▶

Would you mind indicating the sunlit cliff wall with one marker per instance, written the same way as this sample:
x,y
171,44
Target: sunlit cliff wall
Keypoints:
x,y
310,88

◀

◆ **Work request**
Please determine how many lines of the records above contain "sunlit", and state that number only.

◆ **Response**
2